*** Block opens ***
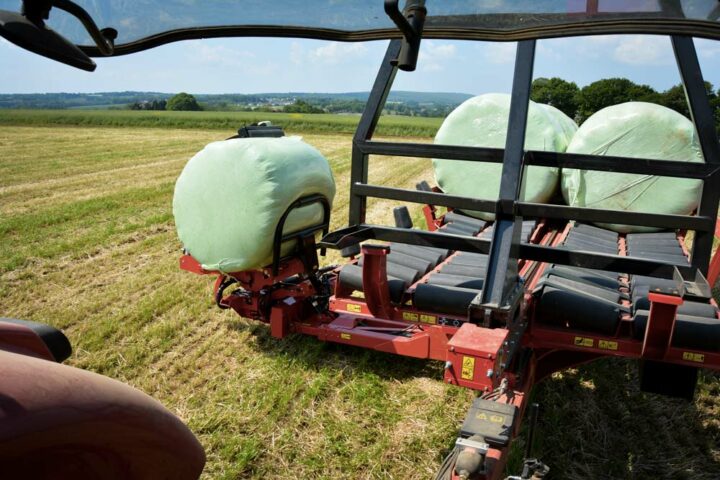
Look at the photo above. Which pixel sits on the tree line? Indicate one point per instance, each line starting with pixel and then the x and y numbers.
pixel 580 103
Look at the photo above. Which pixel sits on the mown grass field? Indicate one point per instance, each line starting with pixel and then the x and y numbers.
pixel 226 121
pixel 87 244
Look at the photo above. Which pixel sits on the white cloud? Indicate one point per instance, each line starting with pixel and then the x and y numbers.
pixel 433 55
pixel 334 53
pixel 643 50
pixel 219 55
pixel 707 48
pixel 499 52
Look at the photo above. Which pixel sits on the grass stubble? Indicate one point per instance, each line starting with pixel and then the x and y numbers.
pixel 87 244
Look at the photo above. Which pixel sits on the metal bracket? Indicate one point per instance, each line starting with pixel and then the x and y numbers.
pixel 410 22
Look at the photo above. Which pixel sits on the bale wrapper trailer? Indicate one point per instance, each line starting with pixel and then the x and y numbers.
pixel 506 303
pixel 502 304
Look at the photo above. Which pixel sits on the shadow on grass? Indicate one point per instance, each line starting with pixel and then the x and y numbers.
pixel 315 354
pixel 595 423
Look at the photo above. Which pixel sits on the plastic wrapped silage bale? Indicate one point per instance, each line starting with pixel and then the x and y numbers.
pixel 482 121
pixel 640 130
pixel 230 196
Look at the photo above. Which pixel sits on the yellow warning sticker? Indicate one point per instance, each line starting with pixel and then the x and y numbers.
pixel 468 371
pixel 694 357
pixel 410 316
pixel 584 342
pixel 607 344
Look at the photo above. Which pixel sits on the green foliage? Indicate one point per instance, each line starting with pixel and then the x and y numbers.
pixel 301 106
pixel 394 125
pixel 611 91
pixel 557 92
pixel 149 105
pixel 183 102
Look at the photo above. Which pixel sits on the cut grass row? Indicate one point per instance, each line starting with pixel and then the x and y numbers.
pixel 391 125
pixel 87 244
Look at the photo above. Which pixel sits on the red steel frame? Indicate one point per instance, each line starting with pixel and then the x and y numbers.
pixel 475 357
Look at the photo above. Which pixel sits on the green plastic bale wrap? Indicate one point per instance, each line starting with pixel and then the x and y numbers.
pixel 230 197
pixel 482 121
pixel 566 124
pixel 639 130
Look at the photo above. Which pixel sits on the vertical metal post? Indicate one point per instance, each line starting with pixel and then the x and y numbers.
pixel 702 117
pixel 366 128
pixel 502 271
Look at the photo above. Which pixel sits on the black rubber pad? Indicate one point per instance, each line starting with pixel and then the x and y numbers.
pixel 351 277
pixel 701 333
pixel 455 281
pixel 436 298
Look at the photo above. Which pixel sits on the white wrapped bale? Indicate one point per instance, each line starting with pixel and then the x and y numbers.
pixel 639 130
pixel 482 121
pixel 230 196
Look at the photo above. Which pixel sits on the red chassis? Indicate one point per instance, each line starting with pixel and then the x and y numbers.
pixel 479 358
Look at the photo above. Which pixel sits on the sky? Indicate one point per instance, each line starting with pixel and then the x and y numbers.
pixel 253 65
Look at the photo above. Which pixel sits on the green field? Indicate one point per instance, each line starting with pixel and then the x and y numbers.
pixel 226 121
pixel 87 244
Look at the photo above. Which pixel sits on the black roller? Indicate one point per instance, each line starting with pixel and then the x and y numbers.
pixel 476 271
pixel 608 294
pixel 641 301
pixel 590 238
pixel 701 333
pixel 587 271
pixel 584 276
pixel 576 244
pixel 465 258
pixel 402 272
pixel 436 298
pixel 578 311
pixel 455 281
pixel 639 237
pixel 431 255
pixel 658 257
pixel 464 219
pixel 421 265
pixel 351 277
pixel 637 281
pixel 663 249
pixel 458 229
pixel 595 231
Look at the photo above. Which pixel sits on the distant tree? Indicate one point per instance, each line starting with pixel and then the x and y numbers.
pixel 301 106
pixel 611 91
pixel 557 92
pixel 674 98
pixel 183 101
pixel 148 105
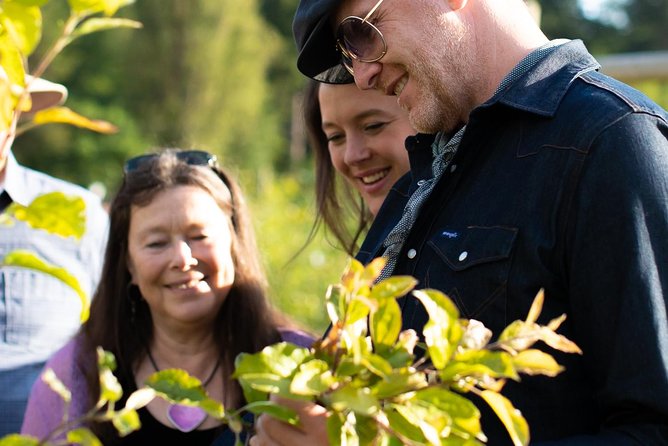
*** Block closes ***
• _Task requirements_: When you repeat the data, keep it exact and drop every picture.

• _Final answer_:
Look at the photo above. Which pixel sits on the tree line? Indicate one point per instance, each line starting with pixel and then the x and y numbers.
pixel 580 103
Look at the photo above. Which pixel sits on the mown grass field? Indicate one point per instance, each line starting with pixel and then the x and y numbers.
pixel 226 121
pixel 87 244
Look at the photo above. Which pixel sits on the white cloud? Indicate one point per instance, each line starting with pixel and then the x and y numbers.
pixel 433 55
pixel 334 53
pixel 643 50
pixel 219 55
pixel 707 48
pixel 499 52
Look at the photo above. Which pixel sits on the grass stubble? Indicate one point per instance, each line starting with pixel and then the x and y numbers.
pixel 87 244
Look at the photo above. Which pixel sits on the metal bracket? Indicate one point per instance, each line starting with pixel and then the x and y numbers.
pixel 410 22
Look at the photo above. Which pixel sits on the bale wrapper trailer? Indicate one point per instance, each line starting with pixel and then the x and y numbers.
pixel 506 303
pixel 502 304
Look at the photo above. Which pixel sits on the shadow on grass? Indicate one point per instance, each line starting with pixel and then the x and y numbers.
pixel 315 354
pixel 595 423
Look at the photo above. Which pixel sits on the plastic wrapped silage bale? Indicate one point per instance, each line starting with pixel and then the x and y numbers.
pixel 482 121
pixel 640 130
pixel 230 196
Look at the photo above. Which pixel sits on the yellow warning sticker? Indicate one point per instance, each line starting with pixel and then the x and y numbers.
pixel 468 371
pixel 694 357
pixel 410 316
pixel 584 342
pixel 607 344
Look at the photo above. Which pixel sits on the green foliage? Indicate one point per instance, each line starting with pixel and then the x and y numbers.
pixel 301 106
pixel 394 125
pixel 611 91
pixel 557 92
pixel 149 105
pixel 183 102
Look at the photo above. Which pixel sits on the cut grass row? Indicate one point per instance, each line starting with pixel and then the x and y numbers.
pixel 391 125
pixel 87 244
Look at the photo above. Which pixel sits on the red steel frame? Indicate one point per instance, each line starting with pixel and then the x and y numbers.
pixel 475 357
Look at the photo above. Which pixel sits on the green plastic bale wrap? Indicate one point per instance, each line starting with pixel and then the x and y numbers.
pixel 230 197
pixel 482 121
pixel 566 124
pixel 639 130
Look at the photo above. Which pixel sits on the vertical metal post? Indicate one point per instance, each line starting with pixel and then the x and y numbers.
pixel 702 117
pixel 366 128
pixel 502 271
Look at the photo above. Which pixel sits on the black rubber pad? Indicate one point per instance, each line starting with pixel and then the x and y numbers.
pixel 351 277
pixel 701 333
pixel 455 281
pixel 436 298
Look at the photo above. Which pixel sits on the white wrapped bale? Indicate one point per instance, each line starting with pixel and then the x and y numbers.
pixel 639 130
pixel 482 121
pixel 230 196
Look at the photo above. Which pixel sits on the red chassis? Indicate one point per instance, each line starting with pixel and then the x and y numbers.
pixel 479 358
Look at the photo above. Which pixel sits on the sky? Indicate one point per instance, each line starting with pixel and then the x and y numbers.
pixel 253 65
Look at the photo above. Which pixel sits on the green field? Indicate one point per instance, each line starting with pixel and then the x and y numbers.
pixel 226 121
pixel 87 244
Look at the photo above. Which pixel sits on the black roller? Indicate one point per instance, each line starting with pixel and then the x and y numbers.
pixel 476 271
pixel 608 294
pixel 641 301
pixel 590 238
pixel 701 333
pixel 587 271
pixel 584 276
pixel 576 244
pixel 465 258
pixel 402 272
pixel 436 298
pixel 578 311
pixel 455 281
pixel 639 237
pixel 431 255
pixel 658 257
pixel 464 219
pixel 421 265
pixel 351 277
pixel 637 281
pixel 663 249
pixel 458 229
pixel 595 231
Look at the photo above. Which pixel sits on the distant tree? Indicate one point per instance, each line starting with pixel and then the x and y numbers.
pixel 301 106
pixel 611 91
pixel 557 92
pixel 674 98
pixel 183 101
pixel 148 105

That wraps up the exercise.